Although not shown, the processor elements 108(1-N) of processor
group 104(2) are each associated with a respective partitioned
memory region of the memory component 114(2). Similarly, the
processor elements 110(1-N) of processor group 104(3) are each
associated with a respective partitioned memory region of the
memory component 114(3).
[0021] Each of the logical processors 112(1-N) correspond to one or
more respective logical synchronization units 204(1-N). A logical
synchronization unit 204 performs various rendezvous operations for
an associated logical processor 112 to achieve agreements on data
synchronization between the processor elements that cooperate to
form a logical processor 112. For example, input/output operations
and/or interprocessor communications can be communicated from each
processor element of a logical processor 112 to an associated
logical synchronization unit 204 to compare and vote on the
input/output operations and/or interprocessor communications
generated by the processor elements. Logical synchronization units
and rendezvous operations are described in greater detail in U.S.
patent application Ser. No. ______, which is Attorney Docket No.
200316143-1 entitled "Method and System of Executing User Programs
on Non-Deterministic Processors" filed Jan. 25, 2005, to Bernick et
al., the disclosure of which is incorporated by reference herein
for the purpose of implementing performance data access.
[0022] A rendezvous operation may further be implemented by a
logical synchronization unit 204 to exchange state information
and/or data among the processor elements of a logical processor 112
to synchronize operations and responses of the processor elements.
For example, a rendezvous operation may be implemented such that
the processor elements deterministically respond to incoming
asynchronous interrupts, to accommodate varying processing rates of
the processor elements, to exchange software state information when
performing operations that are distributed across the processor
elements, and the like.
[0023] FIG. 3 illustrates various components of an exemplary
redundant processor system 300 in which an embodiment of
performance data access can be implemented. The redundant processor
system 300 includes multiple logical processors and associated
logical synchronization units as described with reference to the
redundant processor system 100 shown in FIGS. 1 and 2. For
illustration, however, only one logical processor 302 and one
associated logical synchronization unit 304 is shown in FIG. 3. The
logical synchronization unit 304 may be implemented as described
with reference to the logical synchronization units 204 shown in
FIG. 2.
[0024] In this example, logical processor 302 includes processor
elements 306(1-3) which are each a microprocessor that executes, or
processes, computer executable instructions. The redundant
processor system 300 includes the memory components 114(1-3) that
are each associated with a respective processor group 104(1-3) as
shown in FIG. 1. Each of the processor elements 306(1-3) are one of
the processor elements in a respective processor group, and each
processor element 306 is associated with a partitioned memory
region 308 in a respective memory component 114(1-3). For example,
processor element 306(1) corresponds to memory region 308(1) in
memory component 114(1), processor element 306(2) corresponds to
memory region 308(2) in memory component 114(2), and processor
element 306(3) corresponds to memory region 308(3) in memory
component 114(3).
[0025] The memory regions 308(1-3) form a logical memory 310 that
corresponds to logical processor 302. The processor elements
306(1-3) of the logical processor 302 each correspond to a
respective partitioned memory region 308(1-3) of the logical memory
310. In practice, a logical processor 302 can communicate with a
corresponding logical memory 310 via an input/output bridge memory
controller (not shown).

INFORMATION PROVIDED:
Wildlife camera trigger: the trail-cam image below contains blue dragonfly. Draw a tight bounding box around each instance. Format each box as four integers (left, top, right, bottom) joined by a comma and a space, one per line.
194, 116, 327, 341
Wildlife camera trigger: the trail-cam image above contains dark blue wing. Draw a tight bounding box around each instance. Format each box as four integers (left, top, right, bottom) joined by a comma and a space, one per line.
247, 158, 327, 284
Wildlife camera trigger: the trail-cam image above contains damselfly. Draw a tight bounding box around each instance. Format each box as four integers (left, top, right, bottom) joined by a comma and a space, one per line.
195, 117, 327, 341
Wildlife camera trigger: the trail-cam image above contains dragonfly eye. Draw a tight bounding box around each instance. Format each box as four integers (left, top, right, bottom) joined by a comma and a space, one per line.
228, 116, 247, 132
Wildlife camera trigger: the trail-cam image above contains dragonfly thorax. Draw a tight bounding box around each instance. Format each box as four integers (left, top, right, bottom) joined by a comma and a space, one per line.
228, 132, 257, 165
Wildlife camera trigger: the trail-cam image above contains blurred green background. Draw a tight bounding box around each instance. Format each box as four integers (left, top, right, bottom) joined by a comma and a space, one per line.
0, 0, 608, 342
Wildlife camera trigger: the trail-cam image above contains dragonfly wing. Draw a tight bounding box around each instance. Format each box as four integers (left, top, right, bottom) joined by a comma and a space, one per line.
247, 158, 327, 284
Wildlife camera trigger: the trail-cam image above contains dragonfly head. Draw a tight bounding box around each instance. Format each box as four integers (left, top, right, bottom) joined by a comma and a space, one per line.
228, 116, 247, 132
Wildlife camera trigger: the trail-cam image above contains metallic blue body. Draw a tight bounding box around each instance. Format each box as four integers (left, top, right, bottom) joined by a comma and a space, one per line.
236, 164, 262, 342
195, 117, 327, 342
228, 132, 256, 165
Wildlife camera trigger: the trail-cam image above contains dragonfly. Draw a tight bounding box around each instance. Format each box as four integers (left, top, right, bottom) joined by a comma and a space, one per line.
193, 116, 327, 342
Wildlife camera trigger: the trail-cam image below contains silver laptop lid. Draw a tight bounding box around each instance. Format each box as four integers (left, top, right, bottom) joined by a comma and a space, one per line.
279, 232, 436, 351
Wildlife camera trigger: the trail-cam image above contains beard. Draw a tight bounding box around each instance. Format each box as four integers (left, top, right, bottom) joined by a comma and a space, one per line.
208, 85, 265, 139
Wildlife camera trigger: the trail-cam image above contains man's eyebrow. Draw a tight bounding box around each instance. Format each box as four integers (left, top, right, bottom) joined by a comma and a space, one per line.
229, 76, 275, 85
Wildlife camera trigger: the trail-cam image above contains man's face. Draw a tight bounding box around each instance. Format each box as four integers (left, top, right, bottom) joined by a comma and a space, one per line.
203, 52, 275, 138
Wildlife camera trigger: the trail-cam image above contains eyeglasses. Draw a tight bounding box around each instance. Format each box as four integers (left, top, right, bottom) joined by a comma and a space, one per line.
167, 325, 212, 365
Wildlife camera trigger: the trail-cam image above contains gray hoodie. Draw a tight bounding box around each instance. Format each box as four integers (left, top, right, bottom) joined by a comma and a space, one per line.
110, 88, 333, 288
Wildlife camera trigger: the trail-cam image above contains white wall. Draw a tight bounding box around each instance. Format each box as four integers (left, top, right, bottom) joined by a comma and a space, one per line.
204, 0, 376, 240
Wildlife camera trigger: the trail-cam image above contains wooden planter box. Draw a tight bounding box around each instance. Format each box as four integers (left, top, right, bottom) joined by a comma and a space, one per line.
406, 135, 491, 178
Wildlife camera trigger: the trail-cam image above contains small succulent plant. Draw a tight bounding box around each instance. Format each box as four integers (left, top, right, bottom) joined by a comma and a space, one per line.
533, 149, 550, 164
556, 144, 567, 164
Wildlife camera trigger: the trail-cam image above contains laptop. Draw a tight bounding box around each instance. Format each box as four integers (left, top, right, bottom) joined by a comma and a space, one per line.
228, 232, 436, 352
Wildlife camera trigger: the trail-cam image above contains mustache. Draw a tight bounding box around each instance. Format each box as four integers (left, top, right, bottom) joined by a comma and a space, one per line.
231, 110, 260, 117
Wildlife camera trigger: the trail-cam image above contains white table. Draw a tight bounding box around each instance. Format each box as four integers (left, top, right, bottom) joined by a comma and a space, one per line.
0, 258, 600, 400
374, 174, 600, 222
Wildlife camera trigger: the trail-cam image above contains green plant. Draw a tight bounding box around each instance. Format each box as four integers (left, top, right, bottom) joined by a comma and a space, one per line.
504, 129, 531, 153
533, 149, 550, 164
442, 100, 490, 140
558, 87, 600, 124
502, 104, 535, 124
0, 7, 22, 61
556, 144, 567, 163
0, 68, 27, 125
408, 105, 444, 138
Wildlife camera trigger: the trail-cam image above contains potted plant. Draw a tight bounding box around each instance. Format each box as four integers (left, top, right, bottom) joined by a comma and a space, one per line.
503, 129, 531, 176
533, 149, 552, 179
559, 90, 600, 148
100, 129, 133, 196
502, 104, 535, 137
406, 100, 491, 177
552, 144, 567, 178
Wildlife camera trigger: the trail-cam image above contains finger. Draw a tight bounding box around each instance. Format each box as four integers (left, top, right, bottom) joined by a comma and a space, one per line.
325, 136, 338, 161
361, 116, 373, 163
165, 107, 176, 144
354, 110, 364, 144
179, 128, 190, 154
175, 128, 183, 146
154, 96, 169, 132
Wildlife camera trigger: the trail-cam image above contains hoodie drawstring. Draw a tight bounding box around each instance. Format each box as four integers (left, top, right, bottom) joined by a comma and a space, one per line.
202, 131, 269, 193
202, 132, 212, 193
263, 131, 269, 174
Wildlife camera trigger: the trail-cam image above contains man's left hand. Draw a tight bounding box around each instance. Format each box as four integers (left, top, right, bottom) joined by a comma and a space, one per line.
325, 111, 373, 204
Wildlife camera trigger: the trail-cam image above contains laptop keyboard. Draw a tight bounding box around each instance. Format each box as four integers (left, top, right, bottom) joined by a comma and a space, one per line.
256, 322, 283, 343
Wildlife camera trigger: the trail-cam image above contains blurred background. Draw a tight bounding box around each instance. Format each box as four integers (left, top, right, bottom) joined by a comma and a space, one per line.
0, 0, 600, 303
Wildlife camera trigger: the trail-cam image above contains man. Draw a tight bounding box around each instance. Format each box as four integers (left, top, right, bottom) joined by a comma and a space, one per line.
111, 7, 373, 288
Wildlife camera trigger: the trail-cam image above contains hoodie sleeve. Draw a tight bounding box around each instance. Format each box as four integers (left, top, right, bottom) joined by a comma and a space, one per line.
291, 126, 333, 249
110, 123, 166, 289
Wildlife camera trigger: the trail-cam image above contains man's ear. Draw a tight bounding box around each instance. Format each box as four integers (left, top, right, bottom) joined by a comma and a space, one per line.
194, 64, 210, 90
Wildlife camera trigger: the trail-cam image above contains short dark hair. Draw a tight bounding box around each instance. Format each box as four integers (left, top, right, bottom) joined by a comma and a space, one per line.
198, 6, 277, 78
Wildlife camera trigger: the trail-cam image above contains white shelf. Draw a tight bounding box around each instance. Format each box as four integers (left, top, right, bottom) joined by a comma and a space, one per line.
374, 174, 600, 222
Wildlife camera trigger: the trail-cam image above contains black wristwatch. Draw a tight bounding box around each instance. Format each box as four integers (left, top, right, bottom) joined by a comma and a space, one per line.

TASK OBJECTIVE:
According to the patent excerpt on redundant processor systems, what do the memory regions 308(1-3) form? The data stand apart from the text and are separate material.

TASK RESULT:
They form a logical memory 310 that corresponds to logical processor 302.